STATED GOAL:
Images excluded, repeat each entry below exactly.

(Rows from a pointing dataset)
■ ■ ■ ■ ■

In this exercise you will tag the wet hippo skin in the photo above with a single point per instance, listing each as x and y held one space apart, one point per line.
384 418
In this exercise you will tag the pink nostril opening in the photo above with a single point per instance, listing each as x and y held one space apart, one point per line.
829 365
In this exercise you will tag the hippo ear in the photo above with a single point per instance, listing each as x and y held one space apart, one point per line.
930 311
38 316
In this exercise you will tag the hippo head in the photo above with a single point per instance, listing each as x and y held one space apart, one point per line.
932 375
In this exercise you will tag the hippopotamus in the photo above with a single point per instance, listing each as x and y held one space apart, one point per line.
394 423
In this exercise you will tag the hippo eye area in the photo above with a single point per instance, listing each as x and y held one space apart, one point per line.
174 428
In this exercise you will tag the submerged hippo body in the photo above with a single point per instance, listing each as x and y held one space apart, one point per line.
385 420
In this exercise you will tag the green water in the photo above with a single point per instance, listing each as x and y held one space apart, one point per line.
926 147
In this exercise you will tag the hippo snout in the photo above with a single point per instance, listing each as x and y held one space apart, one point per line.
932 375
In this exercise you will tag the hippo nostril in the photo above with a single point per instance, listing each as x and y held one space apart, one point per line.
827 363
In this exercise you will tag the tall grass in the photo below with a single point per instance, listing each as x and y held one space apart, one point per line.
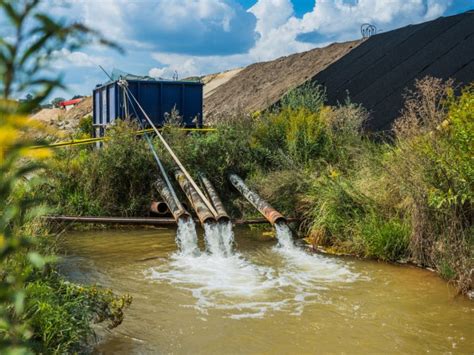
407 199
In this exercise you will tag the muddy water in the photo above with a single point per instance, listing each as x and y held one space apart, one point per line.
265 299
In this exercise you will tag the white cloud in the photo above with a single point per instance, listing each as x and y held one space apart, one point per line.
195 37
280 30
67 59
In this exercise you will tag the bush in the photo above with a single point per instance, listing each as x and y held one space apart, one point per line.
61 313
431 165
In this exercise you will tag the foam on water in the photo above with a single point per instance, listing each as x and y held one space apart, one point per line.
225 281
227 236
186 237
219 238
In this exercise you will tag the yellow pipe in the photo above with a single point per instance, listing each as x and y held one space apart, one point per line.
101 139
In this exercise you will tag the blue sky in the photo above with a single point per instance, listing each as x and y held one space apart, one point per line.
196 37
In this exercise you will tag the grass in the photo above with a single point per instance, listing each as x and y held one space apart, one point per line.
409 198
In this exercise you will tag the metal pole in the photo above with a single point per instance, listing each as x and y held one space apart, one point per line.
214 197
175 158
203 213
271 214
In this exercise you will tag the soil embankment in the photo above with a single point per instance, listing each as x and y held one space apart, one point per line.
261 84
377 73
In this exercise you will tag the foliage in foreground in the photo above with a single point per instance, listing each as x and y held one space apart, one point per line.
39 311
410 199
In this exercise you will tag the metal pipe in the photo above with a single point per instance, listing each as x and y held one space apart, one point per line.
159 207
158 221
203 213
272 215
173 155
176 210
222 215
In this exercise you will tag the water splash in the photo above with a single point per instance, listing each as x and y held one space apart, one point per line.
219 238
223 280
212 238
186 237
227 237
283 234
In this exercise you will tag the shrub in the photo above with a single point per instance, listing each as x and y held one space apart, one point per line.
62 312
431 165
309 96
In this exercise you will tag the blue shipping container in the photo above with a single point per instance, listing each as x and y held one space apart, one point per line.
158 99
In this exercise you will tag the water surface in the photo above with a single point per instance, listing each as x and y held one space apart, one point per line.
265 299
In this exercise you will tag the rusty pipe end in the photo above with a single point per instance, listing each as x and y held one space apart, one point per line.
279 220
181 214
159 207
207 219
223 218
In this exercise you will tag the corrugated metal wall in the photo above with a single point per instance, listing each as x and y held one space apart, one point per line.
157 99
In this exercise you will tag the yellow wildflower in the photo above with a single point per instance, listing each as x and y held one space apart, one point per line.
334 173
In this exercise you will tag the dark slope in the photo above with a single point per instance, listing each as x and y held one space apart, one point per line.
377 72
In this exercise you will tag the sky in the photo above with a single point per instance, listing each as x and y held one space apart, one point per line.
197 37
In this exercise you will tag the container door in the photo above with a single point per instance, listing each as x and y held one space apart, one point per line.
104 106
97 107
111 104
172 96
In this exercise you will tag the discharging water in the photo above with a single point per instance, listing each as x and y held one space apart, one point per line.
255 295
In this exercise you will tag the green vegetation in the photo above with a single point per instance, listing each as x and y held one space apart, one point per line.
39 311
409 198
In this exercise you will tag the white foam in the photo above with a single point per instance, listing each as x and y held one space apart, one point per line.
186 237
241 289
219 238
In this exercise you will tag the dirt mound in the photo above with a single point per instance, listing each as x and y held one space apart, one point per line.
83 108
48 115
377 72
65 120
213 81
261 84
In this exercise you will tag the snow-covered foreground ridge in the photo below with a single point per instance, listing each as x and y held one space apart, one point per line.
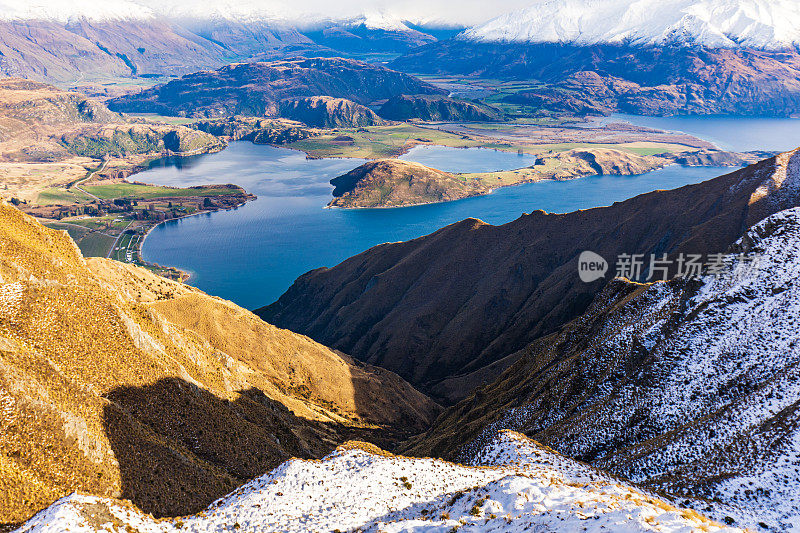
768 24
514 484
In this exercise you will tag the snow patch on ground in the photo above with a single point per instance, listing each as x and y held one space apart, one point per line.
513 485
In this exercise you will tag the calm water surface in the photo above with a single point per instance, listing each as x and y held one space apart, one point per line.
252 254
728 133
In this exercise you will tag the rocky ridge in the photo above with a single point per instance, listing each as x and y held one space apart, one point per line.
258 88
513 485
118 382
687 386
470 294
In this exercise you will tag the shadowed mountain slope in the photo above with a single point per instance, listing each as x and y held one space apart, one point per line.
437 107
257 88
602 78
452 302
394 182
117 382
688 387
329 112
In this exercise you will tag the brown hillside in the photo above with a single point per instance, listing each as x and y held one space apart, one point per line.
470 294
118 382
329 112
393 182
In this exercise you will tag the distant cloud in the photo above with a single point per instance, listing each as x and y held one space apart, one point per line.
449 12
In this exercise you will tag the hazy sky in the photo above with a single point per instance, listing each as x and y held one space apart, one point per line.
454 12
462 11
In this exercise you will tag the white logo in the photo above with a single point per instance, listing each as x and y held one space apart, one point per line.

■ ■ ■ ■ ■

SOLUTION FOR THIS TASK:
In this exercise you will tag the wet hippo skin in the photo above with a single point per instance, listing each as x and y held one space apart, one point per line.
384 418
In this exercise you will tag the pink nostril opening in the photo above with a single point per instance, listing each as x and y held one space apart, one point per line.
829 365
In this exercise you will tag the hippo ear in the photo above with a single point per instance, listing each as x and y held one space apart, one point per line.
930 311
38 316
In this exercise you will tag the hippo head in the photo above with a single point per instance, listing each as x and y held one space apart, one point per line.
932 375
In this exercise you will tag the hippopotamus in the photo above with a single point per instance, listing each as x and y held one space apart, one point per line.
394 423
In this exercise you will tag the hippo eye area in the photo above with a single point per instance, listing each as x and y held one space apart, one point per line.
174 428
In this exercise you will tag the submerged hippo body in the photo above with a single point per instance, listing each as x and y held one space apart, one point per line.
385 420
In this exercise you will tag the green water in the photo above with a single point per instance, listing each as x and y held one space apart, one point per line.
926 147
In this exercise you will tag the hippo snout in the photo above with a single point per instance, listing each as x and y held one space apart, one point per line.
932 375
In this exercise you will tag the hippo nostril in the photo above with a single point per instance, listing each as x and y held one space apart, one point per line.
827 363
In this exercise you will tag the tall grass in the photo below with a single point per instance, listing each as x and y held one space apart, one point per line.
407 199
In this exercise you will tag the muddy water in the photo above with a single point per instance, listing each as x and y held one space apart, one point per line.
265 299
In this exercise you will tag the white cloud in the photo above with a single point per instance, listing each as x and y held one space apart, one point per line.
195 37
280 30
67 59
In this exercise you will tag the bush in the photo above with a single point per instance, listing each as x and y held one space apart, one point per line.
61 313
431 165
In this exercise you will tag the foam on water in the photo above with a single point per instance, listing each as x and y held one space apart, one point per line.
225 281
227 236
186 237
219 238
In this exercise you will tag the yellow pipe in the photo above with a single point per instance, listing each as x and y held one space apart, one point per line.
101 139
In this exercise you will tag the blue sky in the photo above with a single point per instance, listing each as x and y held one space apart, one point per line.
196 37
In this exercise you will tag the grass in the photo above with a single point per instance, listing each as x and y held one space apart, one point per line.
409 198
In this exercise you will tag the metal pole in the photo above with a single point per instance, listing each as x and y held one space apart, one point per line.
214 197
175 158
203 213
271 214
In this exercise you will tag the soil embankment in the photo above with a single point per instance, listing each as x and y held one space apart, one point per line.
261 84
377 73
In this exercise you will tag the foliage in foreground in the photo above with a single point per instance, listing each as x and y held one space apart, one point per line.
39 311
410 199
In this exercise you will tag the metal pipe in the photo above with a single point per instance, listing each as x and y held one space apart, one point per line.
159 207
158 221
203 213
272 215
173 155
176 210
222 215
In this exercise you will tag the water splash in the photo above with a single point per instance, listing each as x and y held one space apart, one point per line.
219 238
223 280
212 238
186 237
227 237
283 234
In this exercise you will tag the shrub in the photo above with a single point per instance, listing each as x and y held one space apart, one point per line.
62 312
431 165
309 96
In this exercise you will tag the blue shipping container in the photo above with a single point per instance, listing each as x and y held one space apart, one point per line.
158 99
In this exercise you will tag the water surface in the photo above with a single point per instance, listing each as x and y held one space apart, one point per line.
265 299
In this exercise you will tag the rusty pipe end in the photo above with a single point per instance, listing each as x and y held one space apart, one point per line.
279 220
181 214
159 207
207 219
223 218
In this exercise you will tag the corrugated metal wall in the photo above with a single point per instance, listing each as x and y held one space apart, one point per line.
157 99
In this exercise you will tag the yellow wildflower in the photo above with a single point per instance, listing each as x and y held one space apart, one point per line.
334 173
In this exercise you will tag the dark slope in the photo above with a single point per instance, listing each as x and y held one space apart, one point per line.
377 72
In this exercise you will tag the sky in the photo above with a single point per instance, listing each as x and y held one space apart, one point per line.
197 37
In this exercise you will tag the container door in the photo above with a single point per instance, listing each as x and y held one space apart, one point per line.
104 106
97 107
111 104
172 96
In this exercise you will tag the discharging water in the photo above with a single point per instance, listing each as x and y held one space apart, one point per line.
255 295
In this exercise you will tag the green vegetation in the photo above with a single point per instance, listing each as x and y held one space apart, one point per line.
39 311
409 198
In this exercise you will tag the white foam in the photo above with a single point per instance, listing each as x and y held one space apart, one point per line.
186 237
241 289
219 238
In this exercise you will tag the dirt mound in the photo above with a single point per instance, listing each as x and y held one space apart, one point per line.
83 108
48 115
377 72
65 120
213 81
261 84
In this exercise you will tag the snow-covered foreground ridge in the photo below with a single point per instance, listing each as x and y held one space apart, one point per line.
768 24
514 484
In this exercise you will tag the snow patch on ground in the photo above with a single point per instance, listing each as x and y held one space apart, one point per line.
513 485
In this exercise you will tag the calm water surface in the photo above with a single point per instance, listing each as x and y held one space apart, one point per line.
252 254
728 133
In this exercise you will tag the rocky ridge in the photo above with a single point per instance, listing each as x and y held one space apart, one point per line.
258 88
513 485
118 382
687 386
470 294
In this exercise you will tag the shadowed mountain slope in the photo above with a single point per instance, listing each as x and y held one space apart, one point per line.
437 107
257 88
602 78
452 302
394 182
117 382
688 387
329 112
In this exercise you will tag the brown hillside in the photo above with a single point per instance, listing each as x and y held one space apart, one point per line.
470 294
118 382
329 112
393 182
In this exercise you will tag the distant cloud in the photo above with a single point per instance, listing each as x and y held one space apart, one point per line.
449 12
In this exercise you will tag the hazy sky in the photo above with a single point per instance, listing each as x and y held one space apart, one point per line.
454 12
462 11
In this exercise you will tag the white logo in the photo above with a single point per instance, listing each as x and y held one space apart, one point per line.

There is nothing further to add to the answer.